§ **Problem details**
Convert all of the material below into a Markdown table with two columns, Row and Text. Give each nonblank line its own numbered row, skipping blank lines and leaving out any pictures.

§ **Excerpted data**
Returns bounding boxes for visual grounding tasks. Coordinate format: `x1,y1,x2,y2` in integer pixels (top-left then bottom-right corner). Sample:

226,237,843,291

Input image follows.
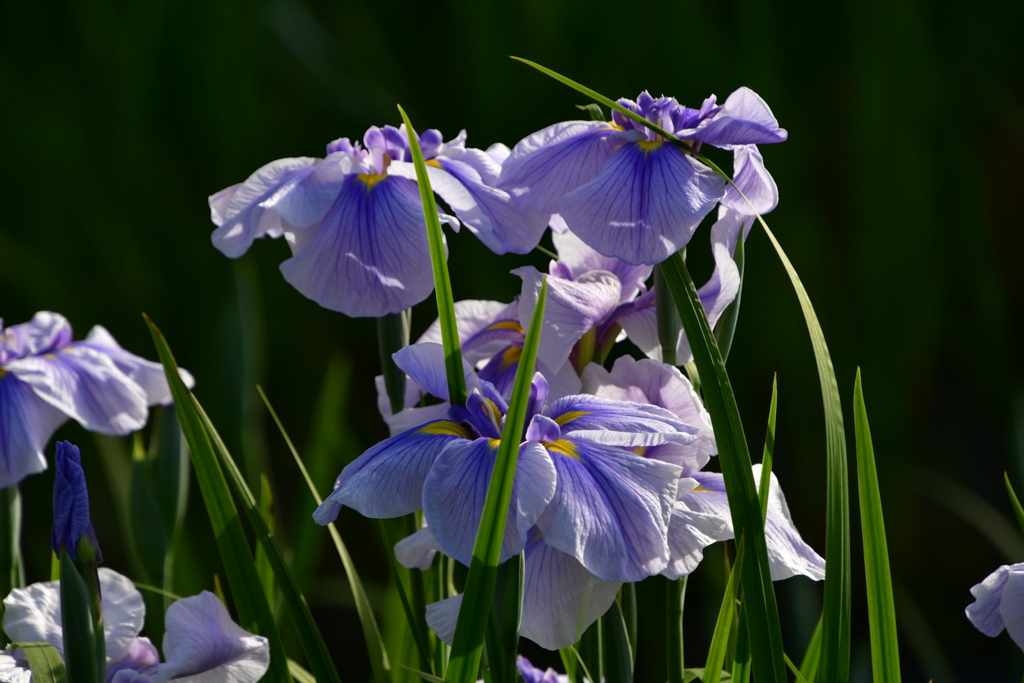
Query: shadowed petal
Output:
519,528,623,650
498,121,638,214
281,175,434,317
537,439,680,582
313,420,471,525
160,591,270,683
423,438,555,566
558,141,725,265
0,373,68,487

§ **Written solution**
| Row | Text |
|---|---|
| 1 | Returns bounding boxes for visual grounding tasks. Coordinate format: `x1,y1,x2,y2` in integer pixels (top-left then bottom-right corner). Sample: |
| 2 | 226,237,843,291 |
| 3 | Input image follows. |
| 4 | Query: shadowed petal |
| 5 | Output: |
| 6 | 519,528,623,650 |
| 7 | 498,121,638,214 |
| 8 | 281,175,434,317 |
| 9 | 537,439,680,582 |
| 10 | 313,420,471,525 |
| 11 | 160,591,270,683 |
| 12 | 423,438,555,566 |
| 13 | 558,141,725,265 |
| 14 | 0,373,68,487 |